■ **RECORDED INFORMATION**
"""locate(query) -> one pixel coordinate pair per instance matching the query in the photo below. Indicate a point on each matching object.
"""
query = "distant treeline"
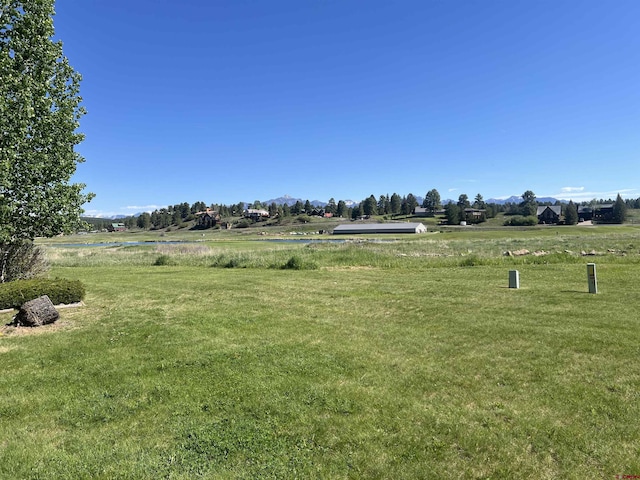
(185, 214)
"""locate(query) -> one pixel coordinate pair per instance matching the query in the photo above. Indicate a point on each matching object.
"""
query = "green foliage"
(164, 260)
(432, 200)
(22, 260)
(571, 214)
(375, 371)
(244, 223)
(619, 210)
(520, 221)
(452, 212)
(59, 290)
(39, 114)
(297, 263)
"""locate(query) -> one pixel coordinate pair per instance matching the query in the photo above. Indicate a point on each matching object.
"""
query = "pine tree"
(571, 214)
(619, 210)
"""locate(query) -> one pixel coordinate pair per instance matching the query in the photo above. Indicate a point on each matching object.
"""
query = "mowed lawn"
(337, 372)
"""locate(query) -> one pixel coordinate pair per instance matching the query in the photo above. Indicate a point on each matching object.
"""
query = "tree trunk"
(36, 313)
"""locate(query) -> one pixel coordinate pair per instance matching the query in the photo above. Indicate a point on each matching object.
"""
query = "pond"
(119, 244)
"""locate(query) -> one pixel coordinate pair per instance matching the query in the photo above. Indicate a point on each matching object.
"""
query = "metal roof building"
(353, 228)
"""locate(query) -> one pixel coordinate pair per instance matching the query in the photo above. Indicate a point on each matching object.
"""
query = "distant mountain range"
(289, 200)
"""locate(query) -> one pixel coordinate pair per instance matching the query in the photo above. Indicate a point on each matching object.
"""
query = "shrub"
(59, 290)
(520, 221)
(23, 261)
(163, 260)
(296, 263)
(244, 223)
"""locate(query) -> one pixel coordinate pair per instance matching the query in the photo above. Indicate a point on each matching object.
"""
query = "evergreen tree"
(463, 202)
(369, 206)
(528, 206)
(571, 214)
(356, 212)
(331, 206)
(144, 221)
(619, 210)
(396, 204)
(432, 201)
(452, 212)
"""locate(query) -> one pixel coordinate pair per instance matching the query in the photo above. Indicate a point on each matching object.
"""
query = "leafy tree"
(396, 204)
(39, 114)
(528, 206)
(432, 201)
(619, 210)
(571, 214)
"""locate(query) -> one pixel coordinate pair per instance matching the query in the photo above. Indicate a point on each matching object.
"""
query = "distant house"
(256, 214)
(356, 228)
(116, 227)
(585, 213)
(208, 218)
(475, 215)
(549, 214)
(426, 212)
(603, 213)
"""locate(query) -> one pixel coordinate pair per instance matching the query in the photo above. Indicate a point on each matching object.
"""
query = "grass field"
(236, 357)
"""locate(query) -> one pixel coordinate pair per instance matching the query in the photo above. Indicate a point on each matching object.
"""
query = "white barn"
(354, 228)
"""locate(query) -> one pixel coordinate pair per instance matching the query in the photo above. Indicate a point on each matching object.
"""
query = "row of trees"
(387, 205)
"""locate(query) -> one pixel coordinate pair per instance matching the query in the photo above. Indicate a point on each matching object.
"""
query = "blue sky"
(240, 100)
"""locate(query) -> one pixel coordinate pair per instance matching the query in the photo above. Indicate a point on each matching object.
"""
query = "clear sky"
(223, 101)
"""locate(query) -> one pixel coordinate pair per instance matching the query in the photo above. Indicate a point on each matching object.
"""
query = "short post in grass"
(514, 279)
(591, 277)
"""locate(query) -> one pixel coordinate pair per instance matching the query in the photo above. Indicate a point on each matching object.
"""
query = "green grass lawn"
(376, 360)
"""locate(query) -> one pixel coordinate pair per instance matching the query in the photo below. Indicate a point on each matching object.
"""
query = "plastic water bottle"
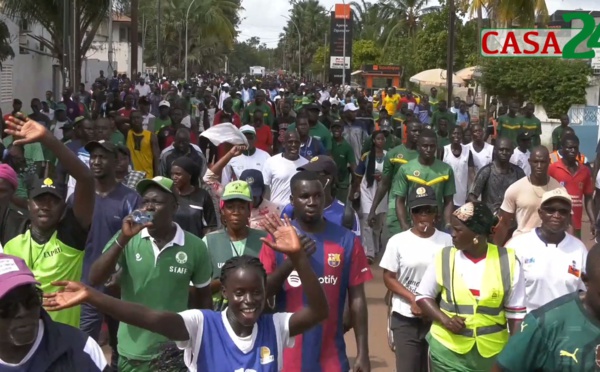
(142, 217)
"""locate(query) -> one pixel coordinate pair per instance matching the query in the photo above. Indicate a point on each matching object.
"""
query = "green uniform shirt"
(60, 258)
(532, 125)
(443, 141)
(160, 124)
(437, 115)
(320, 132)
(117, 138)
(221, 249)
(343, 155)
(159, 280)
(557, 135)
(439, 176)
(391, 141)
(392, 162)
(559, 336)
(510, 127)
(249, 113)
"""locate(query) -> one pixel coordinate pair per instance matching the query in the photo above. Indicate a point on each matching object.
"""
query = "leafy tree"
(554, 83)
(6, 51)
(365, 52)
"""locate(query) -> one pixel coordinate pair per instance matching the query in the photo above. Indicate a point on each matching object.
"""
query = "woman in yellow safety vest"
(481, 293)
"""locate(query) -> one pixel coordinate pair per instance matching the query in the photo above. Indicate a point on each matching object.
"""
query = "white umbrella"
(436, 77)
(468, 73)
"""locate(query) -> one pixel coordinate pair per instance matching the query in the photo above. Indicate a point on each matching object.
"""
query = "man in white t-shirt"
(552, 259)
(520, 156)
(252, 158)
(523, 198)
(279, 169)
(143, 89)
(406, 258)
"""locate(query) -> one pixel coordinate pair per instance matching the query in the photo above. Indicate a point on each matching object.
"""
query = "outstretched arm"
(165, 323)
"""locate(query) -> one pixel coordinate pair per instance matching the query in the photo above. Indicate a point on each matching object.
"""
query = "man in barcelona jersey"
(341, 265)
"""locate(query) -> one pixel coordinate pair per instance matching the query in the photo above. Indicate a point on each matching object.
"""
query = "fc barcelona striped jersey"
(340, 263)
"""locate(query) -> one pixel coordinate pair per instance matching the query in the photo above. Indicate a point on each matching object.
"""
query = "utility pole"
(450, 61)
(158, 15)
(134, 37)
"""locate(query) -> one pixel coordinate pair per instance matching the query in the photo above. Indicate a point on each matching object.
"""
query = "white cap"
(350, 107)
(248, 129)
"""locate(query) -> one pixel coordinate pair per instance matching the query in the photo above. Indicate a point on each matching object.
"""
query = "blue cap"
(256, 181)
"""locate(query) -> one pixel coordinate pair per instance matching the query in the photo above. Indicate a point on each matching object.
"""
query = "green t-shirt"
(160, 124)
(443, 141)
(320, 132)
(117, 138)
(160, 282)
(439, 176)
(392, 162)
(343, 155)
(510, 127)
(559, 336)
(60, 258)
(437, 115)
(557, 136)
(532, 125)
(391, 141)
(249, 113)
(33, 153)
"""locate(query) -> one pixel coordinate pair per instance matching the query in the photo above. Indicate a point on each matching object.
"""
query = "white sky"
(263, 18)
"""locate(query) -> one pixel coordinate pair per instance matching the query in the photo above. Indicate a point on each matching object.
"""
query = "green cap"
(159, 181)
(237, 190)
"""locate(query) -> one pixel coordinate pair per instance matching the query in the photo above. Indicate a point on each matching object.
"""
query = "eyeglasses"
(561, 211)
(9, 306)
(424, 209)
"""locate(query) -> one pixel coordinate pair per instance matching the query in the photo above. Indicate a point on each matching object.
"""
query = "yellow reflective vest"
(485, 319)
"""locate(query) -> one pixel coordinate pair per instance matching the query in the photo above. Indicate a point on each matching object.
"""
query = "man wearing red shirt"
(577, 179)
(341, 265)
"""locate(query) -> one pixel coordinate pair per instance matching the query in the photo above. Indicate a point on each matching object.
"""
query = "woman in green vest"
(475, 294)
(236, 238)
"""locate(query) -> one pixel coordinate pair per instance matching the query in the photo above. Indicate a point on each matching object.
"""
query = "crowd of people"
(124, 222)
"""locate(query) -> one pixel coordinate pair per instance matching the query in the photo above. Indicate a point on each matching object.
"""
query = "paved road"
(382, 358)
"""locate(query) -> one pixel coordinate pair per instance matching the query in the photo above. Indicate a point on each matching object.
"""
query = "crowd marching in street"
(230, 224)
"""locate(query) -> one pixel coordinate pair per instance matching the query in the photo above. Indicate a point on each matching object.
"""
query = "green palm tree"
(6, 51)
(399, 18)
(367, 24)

■ **WHAT YOU SHOULD DO**
Find each row above that contains the string "yellow" and copy it out in full. Case counts.

■ **TASK OUTPUT**
query = "woman in yellow safety vest"
query = "yellow reflective vest"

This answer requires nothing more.